### Dataset records
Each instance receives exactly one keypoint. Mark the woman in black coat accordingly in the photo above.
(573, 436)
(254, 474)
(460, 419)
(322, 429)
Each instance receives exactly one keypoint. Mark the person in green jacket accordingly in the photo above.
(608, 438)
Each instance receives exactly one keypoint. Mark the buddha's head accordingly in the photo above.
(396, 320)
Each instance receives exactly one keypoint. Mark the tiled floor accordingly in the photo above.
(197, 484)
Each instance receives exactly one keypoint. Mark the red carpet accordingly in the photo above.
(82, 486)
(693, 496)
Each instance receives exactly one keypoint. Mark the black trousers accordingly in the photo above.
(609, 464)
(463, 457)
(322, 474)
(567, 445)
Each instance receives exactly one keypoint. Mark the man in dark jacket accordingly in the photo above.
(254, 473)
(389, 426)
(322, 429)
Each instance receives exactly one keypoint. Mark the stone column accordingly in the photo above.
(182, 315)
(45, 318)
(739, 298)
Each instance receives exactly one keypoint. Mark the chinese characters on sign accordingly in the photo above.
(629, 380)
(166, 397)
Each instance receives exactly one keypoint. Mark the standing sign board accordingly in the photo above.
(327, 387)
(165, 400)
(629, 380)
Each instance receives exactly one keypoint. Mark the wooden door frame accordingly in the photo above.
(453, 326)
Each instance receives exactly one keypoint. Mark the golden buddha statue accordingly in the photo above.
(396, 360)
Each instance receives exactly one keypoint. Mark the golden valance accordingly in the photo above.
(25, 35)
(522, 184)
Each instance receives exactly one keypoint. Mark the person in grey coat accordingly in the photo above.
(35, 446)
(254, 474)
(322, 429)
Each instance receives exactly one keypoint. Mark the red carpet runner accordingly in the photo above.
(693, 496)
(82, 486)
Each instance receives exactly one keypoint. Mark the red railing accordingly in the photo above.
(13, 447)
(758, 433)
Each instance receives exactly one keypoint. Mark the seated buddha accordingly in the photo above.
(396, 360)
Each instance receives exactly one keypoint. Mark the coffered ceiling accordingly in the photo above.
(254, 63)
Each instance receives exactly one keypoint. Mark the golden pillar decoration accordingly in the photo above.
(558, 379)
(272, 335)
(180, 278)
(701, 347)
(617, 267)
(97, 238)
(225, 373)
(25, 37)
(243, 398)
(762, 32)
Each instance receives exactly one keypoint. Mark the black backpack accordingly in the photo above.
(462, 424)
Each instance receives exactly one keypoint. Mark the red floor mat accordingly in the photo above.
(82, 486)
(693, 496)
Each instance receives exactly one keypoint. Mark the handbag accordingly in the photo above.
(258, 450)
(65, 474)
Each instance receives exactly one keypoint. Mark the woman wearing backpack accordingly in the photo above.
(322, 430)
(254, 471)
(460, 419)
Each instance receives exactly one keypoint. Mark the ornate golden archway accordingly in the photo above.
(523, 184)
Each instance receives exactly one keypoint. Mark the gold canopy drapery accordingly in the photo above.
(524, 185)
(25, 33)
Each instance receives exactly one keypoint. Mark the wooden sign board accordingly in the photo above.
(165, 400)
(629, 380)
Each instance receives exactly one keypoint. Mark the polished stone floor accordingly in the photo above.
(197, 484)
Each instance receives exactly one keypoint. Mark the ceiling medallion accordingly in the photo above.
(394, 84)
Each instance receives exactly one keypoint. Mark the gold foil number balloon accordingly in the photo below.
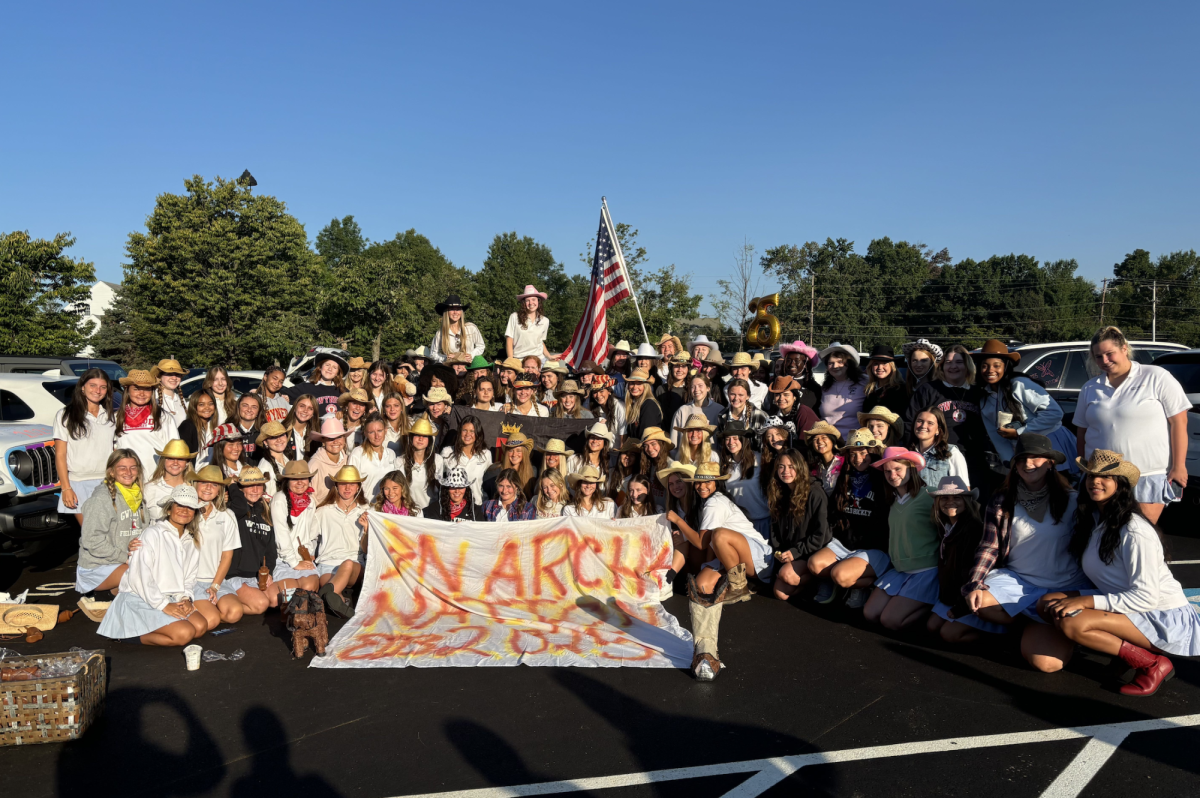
(765, 328)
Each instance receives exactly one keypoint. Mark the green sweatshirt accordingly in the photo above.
(912, 541)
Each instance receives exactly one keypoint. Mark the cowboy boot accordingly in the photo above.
(1152, 670)
(739, 588)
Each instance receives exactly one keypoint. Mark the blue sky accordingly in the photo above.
(1056, 130)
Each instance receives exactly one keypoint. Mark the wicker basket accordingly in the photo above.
(48, 711)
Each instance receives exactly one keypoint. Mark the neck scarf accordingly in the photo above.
(1035, 503)
(132, 495)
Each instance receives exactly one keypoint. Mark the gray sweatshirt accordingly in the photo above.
(107, 529)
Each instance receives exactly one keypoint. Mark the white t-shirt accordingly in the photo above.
(527, 341)
(1132, 418)
(87, 456)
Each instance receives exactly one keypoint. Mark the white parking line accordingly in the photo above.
(1104, 742)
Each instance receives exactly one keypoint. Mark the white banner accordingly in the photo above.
(557, 592)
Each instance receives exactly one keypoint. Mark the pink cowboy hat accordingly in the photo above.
(798, 347)
(900, 453)
(531, 292)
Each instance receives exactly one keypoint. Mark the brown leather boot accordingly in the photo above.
(1152, 670)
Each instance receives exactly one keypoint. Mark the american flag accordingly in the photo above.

### What needs to be done
Write out all of the lines above word for word, leaving the pictures out.

### Solution
Each instance receives exactly one keypoint. Mark the woman in black coat accordingly in the photo above.
(573, 436)
(254, 474)
(460, 419)
(322, 429)
Each instance receives exactly one keypoint. Mark the person in green jacket accordingly in the photo above.
(608, 438)
Each instance receives exactly one keypoint. Mark the buddha's head accordingly in the photo above.
(396, 320)
Each instance receives exactly one keypoint. Mark the tiled floor accordingly in the photo above.
(197, 484)
Each instance receives exactly one keypoint. Mark the red carpet accordingly in the photo above.
(82, 486)
(693, 496)
Each instance receives exactly one keypoint. Mark the black trousers accordingly in the photo above.
(609, 464)
(463, 457)
(322, 474)
(567, 445)
Each instance receives exactly one keypoint. Mark the man in dark jacket accordingly in the photo above.
(254, 473)
(389, 426)
(322, 429)
Each instance receives exactly one keypoint. Mark the stone column accordingly in the photo above.
(182, 315)
(45, 318)
(739, 298)
Each instance receives exactly one keypoint. Mark the chinese characters on sign accordingly in the photo above.
(629, 380)
(166, 397)
Each instance receives exactly one keypoint. Mark the standing sign board accordingly in the photo above.
(327, 387)
(165, 400)
(629, 380)
Each instance receives exactly one keypoint. Mark the wooden door frame accordingly in the photo above.
(453, 326)
Each instance receives exactly one keypoint. Mark the golden buddha statue accordingly in the photo above.
(396, 360)
Each instance receives exactly one keypoint. Mark the golden valance accordingly in the photo above.
(25, 35)
(522, 184)
Each instance receives exactly one keypoint. Mark the person in grey coat accordingly in the photo above.
(35, 446)
(254, 474)
(322, 429)
Each instance receives exactly one keypoint. Mark the red carpet runner accordingly in the photo above.
(693, 496)
(82, 486)
Each instance receives exactly one keypoint. Mark the red railing accordingly in the photo above.
(13, 447)
(758, 433)
Each instance receives exactly one keypoint. Mark the seated buddha accordingly in the photo above.
(396, 360)
Each instance receives exactly one keypoint. Mark the coffered ceiling accordingly in the photo above.
(254, 63)
Each instance receives exactly one keypoint. Mark the golden pillar decoration accordingly in the photo above.
(558, 379)
(272, 335)
(180, 278)
(701, 347)
(617, 267)
(97, 238)
(225, 373)
(25, 37)
(243, 398)
(762, 32)
Each instance receives exactly one keypoint. Mark the black backpack accordingly in the photo above.
(462, 424)
Each instance receives exactly one keypoint. Mark the red floor mat accordingly in the photo above.
(82, 486)
(693, 496)
Each instance receives exactly one keypoint. Mark the handbag accordingly in the photo above.
(258, 450)
(65, 474)
Each instance receives exactly one keypoint. Mark the woman wearing backpack accordingly in the photo above.
(322, 430)
(254, 471)
(460, 419)
Each instance receives exactly one keypoint. Mark the ornate golden archway accordingly in the photo above.
(523, 184)
Each instance receives exactly one keypoint. Mark the gold canopy drapery accordingly in the photo above.
(524, 185)
(25, 33)
Each instance receives exactly one keypoint. Mark the wooden sign board accordingly in the photo above.
(165, 400)
(629, 380)
Each instance receives exactly one keypoint. Mark the polished stone floor accordingly in the photo above.
(197, 484)
Each instance receives exactly one keypoint. Mark the ceiling medallion accordingly in the photo above.
(394, 84)
Each instance receives exactly one keypoint. Mark the gold foil number balloon accordingly in the photo below.
(765, 328)
Each instance receives exactly one keypoint. Mark the green sweatshirt accordingly in the photo above.
(912, 541)
Each instance receives exactly one keypoint. Mark the cowboy boot accordingly in the photo above.
(1152, 670)
(739, 588)
Each instance receives exactly one keypoint. Mark the blue sky accordingly in the photo above.
(1056, 130)
Each instance receives exactly one keypoint. Mark the wicker basket accordingly in the photo above.
(48, 711)
Each instance receives exactly one keypoint. Mark the neck scarf accordingly in the photo above.
(1035, 503)
(132, 495)
Each instance receives exactly one keypoint. Mark the gray sweatshirt accordingly in the photo above.
(107, 529)
Each instance receives exactly one keypoint. Mark the white t-shirt accordingly in the photo above.
(527, 341)
(1132, 418)
(87, 456)
Each instance receives exactly one keypoint. Mark the white parking line accordingly in the photo above.
(1104, 742)
Each instance receives exactly one keypoint. Mark the white banner accordingly in the photo above.
(557, 592)
Each instance receives exactly one keypoint. Mark the pink cowboy hat accordingly in the photo above.
(798, 347)
(900, 453)
(531, 292)
Each instance receives exactly one keypoint. Mark the brown leather boot accordingly in the photo above.
(1152, 670)
Each instance receives exactly one keypoint. Mark the american flag accordingly in the photo above.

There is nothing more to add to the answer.